- [GIVEN INFORMATION]:
§ §
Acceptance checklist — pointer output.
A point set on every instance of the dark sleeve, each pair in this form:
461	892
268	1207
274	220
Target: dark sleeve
§ §
Revise the items above by changing every "dark sleeve" to "black sleeve" and leaving the rest as it is.

- [FINISHED EXERCISE]:
Acceptance checklist — pointer output.
A point set on every instance of the black sleeve, each pair in this form:
461	892
268	1207
274	220
Target: black sleeve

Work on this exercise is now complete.